Excerpt provided:
══════════

Our patient’s ECG was normal and we arranged a cup of tea for her as we anxiously awaited the urgently repeated electrolytes test, which confirmed the original reading.

THE NEXT CLINICAL QUESTION

When I suggested to her that, despite her feeling perfectly well, she was in imminent danger and needed to go to hospital for treatment, she bluntly refused. It appeared she was one of the many patients who had been so abused and humiliated by their previous hospital experiences that they would rather die than return to hospital. I considered Resonium A, but unfortunately it costs around $AUS100, which she could not afford. What was I to do?

THE SEARCH

The second ECG article that I retrieved during the above search also mentioned that the treatments used for the 127 patients were: exchange resin (51%), insulin (46%), calcium (36%), bicarbonate (34%), and albuterol (4%). Since I already had PubMed: Clinical Queries open, I searched for (hyperkalem* OR hyperkalaem*) using the therapy filter. Alerted by the use of albuterol, I came across several helpful trials of the use of β agonists such as salbutamol for the treatment of hyperkalaemia. Particularly useful was a small placebo crossover trial of 17 patients with chronic renal failure and hyperkalaemia,³ for which PubMed gave the FREE full text link. The trial appeared properly randomised, with 100% follow up and blinded outcome measurements. Patients were treated prior to dialysis with 1200 μg of nebulised salbutamol or placebo. Blood samples were taken at 1, 3, 5, 10 and 60 minutes and the serum potassium concentration showed a small rise of 0.1 mmol/l in the first minute, but thereafter a drop of almost 1 mmol/l. This finding was consistent with those from several other studies in Medline. Fortunately, I had a little time during the clinic to complete the searches and look at these articles before moving on to the final treatment decision.

══════════

Dataset content:
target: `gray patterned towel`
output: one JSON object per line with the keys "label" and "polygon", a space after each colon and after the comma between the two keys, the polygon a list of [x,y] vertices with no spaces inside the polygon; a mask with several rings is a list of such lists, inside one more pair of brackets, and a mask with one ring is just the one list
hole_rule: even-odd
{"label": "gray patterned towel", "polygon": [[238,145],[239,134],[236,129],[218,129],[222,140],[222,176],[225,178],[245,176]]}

══════════

Instructions:
• 1. In the excerpt, what dose of nebulised salbutamol did patients receive before dialysis?
• 2. Please say whether each statement agrees with the excerpt, and quote the words that decide it: (a) The patient agreed to go to hospital for treatment. (b) The salbutamol trial involved 17 patients. (c) Serum potassium rose by 0.1 mmol/l in the first minute.
The listing after the excerpt is separate material.

Task responses:
• 1. 1200 μg

• 2.
(a) No: "she bluntly refused"
(b) Yes: "a small placebo crossover trial of 17 patients"
(c) Yes: "showed a small rise of 0.1 mmol/l in the first minute"